§ Page excerpt
——

Tuesday, October 06, 2009
By Gabrielle Banks, Pittsburgh Post-Gazette

  "Mt. Lebanon teen in hammer attack sent to detention center," an online-article from the Pittsburgh Post-Gazette, explains conditions that will lead to a decision for a 2007 case, in which an 18-year-old youth attacked an ex-girlfriend with a hammer.  There is only a one partial-quotation from a psychiatrist provided.   On the web page it promises more details in tomorrow's paper.  Hopefully, there is more story to be told.

By Bobby Kerlik

Wednesday, October 7, 2009

Mt. Lebanon teen in hammer attack sent to juvenile detention center
"Robertino DeAngelis, 18, will be placed in the state's New Castle Youth Development Center, where he could be housed until his 21st birthday."
Common Pleas Judge Kim Clark will reevaluate the case every three months.


Tuesday, October 6, 2009
Rich Cholodofsky, Pittsburgh Tribune-Review

"Arrest in Loyalhanna Township triple killing called 'priority'" talks about 3 unsolved murders and police reassurance that the murder will be found out. It's a pretty solid article.  I just wonder if it will be a while before we hear about it again, because it may depend on the progress of the police investigation.

——

§ Tasks
• A. According to the news commentary, where will Robertino DeAngelis be placed?
• B. Could you reproduce the news commentary's passage starting at "Mt. Lebanon teen in hammer attack sent to juvenile" and ending at "the police investigation.", substituting "every six months" for "every three months"?
• C. How would you say the news commentary's sentence "It's a pretty solid article." in Spanish?
The listing has nothing to do with the news commentary above.

§ Raw data
——

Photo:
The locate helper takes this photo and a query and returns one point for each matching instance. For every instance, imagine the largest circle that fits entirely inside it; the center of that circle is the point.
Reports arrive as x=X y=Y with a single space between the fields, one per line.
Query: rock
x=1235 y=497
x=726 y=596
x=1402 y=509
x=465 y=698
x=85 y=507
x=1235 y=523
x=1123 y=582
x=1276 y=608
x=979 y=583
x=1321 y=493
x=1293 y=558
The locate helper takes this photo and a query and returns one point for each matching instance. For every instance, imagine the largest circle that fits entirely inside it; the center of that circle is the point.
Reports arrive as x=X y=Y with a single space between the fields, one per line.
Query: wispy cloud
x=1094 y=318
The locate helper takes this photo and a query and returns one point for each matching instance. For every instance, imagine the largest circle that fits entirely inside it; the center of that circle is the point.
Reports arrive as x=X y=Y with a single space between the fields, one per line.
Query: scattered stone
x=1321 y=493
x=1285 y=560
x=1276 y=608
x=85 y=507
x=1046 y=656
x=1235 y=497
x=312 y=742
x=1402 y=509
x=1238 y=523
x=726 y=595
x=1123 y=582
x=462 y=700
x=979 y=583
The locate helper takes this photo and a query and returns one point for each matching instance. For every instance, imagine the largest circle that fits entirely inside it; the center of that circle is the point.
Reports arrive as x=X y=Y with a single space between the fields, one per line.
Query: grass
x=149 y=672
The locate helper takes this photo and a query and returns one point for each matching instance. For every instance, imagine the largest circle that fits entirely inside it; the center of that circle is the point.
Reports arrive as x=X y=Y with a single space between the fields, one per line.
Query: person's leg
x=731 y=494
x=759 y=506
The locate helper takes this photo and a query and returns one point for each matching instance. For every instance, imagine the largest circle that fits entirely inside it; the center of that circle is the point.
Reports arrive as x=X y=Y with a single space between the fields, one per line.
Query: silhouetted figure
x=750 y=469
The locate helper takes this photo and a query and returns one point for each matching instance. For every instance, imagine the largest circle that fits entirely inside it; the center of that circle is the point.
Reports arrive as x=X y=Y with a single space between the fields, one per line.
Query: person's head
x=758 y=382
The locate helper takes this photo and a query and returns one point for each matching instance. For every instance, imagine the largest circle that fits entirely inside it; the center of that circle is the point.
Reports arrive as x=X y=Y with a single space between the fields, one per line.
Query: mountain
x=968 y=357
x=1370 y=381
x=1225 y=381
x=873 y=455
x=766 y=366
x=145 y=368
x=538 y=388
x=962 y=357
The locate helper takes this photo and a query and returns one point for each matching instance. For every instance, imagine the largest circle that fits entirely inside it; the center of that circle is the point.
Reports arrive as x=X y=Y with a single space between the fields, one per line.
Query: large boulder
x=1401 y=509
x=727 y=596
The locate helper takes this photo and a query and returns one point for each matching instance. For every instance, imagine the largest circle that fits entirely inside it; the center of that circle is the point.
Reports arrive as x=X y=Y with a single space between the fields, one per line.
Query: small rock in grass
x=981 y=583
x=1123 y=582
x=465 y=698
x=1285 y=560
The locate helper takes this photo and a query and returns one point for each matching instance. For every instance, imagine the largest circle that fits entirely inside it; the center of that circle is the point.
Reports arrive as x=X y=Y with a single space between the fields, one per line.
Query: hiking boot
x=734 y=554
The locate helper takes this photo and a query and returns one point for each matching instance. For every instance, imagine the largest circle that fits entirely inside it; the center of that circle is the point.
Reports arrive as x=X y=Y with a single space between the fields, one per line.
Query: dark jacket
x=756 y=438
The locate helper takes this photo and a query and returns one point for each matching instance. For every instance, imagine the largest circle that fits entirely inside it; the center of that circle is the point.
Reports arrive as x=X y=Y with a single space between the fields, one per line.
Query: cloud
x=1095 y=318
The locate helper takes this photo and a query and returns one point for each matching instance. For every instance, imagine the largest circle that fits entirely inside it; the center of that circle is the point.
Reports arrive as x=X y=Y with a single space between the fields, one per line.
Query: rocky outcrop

——

§ Exercise solutions
• A. The state's New Castle Youth Development Center.

• B.
Mt. Lebanon teen in hammer attack sent to juvenile detention center
"Robertino DeAngelis, 18, will be placed in the state's New Castle Youth Development Center, where he could be housed until his 21st birthday."
Common Pleas Judge Kim Clark will reevaluate the case every six months.


Tuesday, October 6, 2009
Rich Cholodofsky, Pittsburgh Tribune-Review

"Arrest in Loyalhanna Township triple killing called 'priority'" talks about 3 unsolved murders and police reassurance that the murder will be found out. It's a pretty solid article.  I just wonder if it will be a while before we hear about it again, because it may depend on the progress of the police investigation.

• C. Es un artículo bastante sólido.